* **TASK INSTRUCTIONS**
Add -27 to every coordinate in the answers, and reproduce the material with its requests, starting with the line that contains "Find the tent center" and going on through the end of the material.

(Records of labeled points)
···

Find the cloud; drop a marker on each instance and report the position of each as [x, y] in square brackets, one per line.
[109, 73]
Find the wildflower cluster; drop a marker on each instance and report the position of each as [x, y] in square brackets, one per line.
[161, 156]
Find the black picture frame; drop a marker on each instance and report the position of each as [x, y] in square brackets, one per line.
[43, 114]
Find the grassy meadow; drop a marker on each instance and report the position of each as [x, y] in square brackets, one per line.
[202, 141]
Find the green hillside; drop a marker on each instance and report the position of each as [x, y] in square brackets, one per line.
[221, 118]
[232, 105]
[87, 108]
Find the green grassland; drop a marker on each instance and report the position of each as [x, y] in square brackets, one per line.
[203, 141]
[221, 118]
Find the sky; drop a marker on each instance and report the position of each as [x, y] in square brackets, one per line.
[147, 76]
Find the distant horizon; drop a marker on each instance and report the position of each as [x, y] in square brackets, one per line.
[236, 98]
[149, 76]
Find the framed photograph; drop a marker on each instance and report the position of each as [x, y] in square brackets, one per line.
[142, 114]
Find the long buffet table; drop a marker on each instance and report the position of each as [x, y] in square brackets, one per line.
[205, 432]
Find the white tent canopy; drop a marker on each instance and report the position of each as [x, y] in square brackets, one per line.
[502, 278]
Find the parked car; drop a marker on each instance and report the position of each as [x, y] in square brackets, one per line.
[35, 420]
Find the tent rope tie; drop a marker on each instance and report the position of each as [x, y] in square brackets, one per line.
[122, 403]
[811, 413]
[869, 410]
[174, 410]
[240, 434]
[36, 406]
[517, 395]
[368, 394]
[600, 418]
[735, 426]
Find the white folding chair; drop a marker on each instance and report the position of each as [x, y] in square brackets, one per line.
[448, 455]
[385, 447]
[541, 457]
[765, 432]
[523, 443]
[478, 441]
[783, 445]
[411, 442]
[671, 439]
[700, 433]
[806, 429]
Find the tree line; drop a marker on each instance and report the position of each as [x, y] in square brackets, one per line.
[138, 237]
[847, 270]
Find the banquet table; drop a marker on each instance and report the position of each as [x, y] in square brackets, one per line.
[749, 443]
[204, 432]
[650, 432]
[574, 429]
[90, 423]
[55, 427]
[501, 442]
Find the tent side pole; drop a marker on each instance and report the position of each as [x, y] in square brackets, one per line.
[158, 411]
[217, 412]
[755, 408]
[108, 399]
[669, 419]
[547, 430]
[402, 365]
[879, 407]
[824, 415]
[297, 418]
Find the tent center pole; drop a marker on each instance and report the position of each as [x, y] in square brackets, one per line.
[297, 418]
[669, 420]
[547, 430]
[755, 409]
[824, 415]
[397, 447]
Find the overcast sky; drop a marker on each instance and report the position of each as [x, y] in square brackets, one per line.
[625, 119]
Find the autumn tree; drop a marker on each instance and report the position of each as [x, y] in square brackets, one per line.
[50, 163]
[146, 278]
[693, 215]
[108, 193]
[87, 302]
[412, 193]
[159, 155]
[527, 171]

···

* **SOLUTION FOR THIS TASK**
Find the tent center pole; drop a marker on each instance and report the position of each as [x, y] in square brackets, one per line.
[270, 391]
[642, 393]
[520, 403]
[728, 382]
[797, 388]
[370, 420]
Find the overcast sky; drop a marker on each instance and report the position of each as [x, y] in square brackets, one per line.
[598, 92]
Find the autumn tree; drop a marker on each instance and report the position of each as [x, y] in square brackets, one per line.
[23, 136]
[119, 251]
[666, 188]
[81, 166]
[60, 275]
[385, 166]
[132, 128]
[500, 144]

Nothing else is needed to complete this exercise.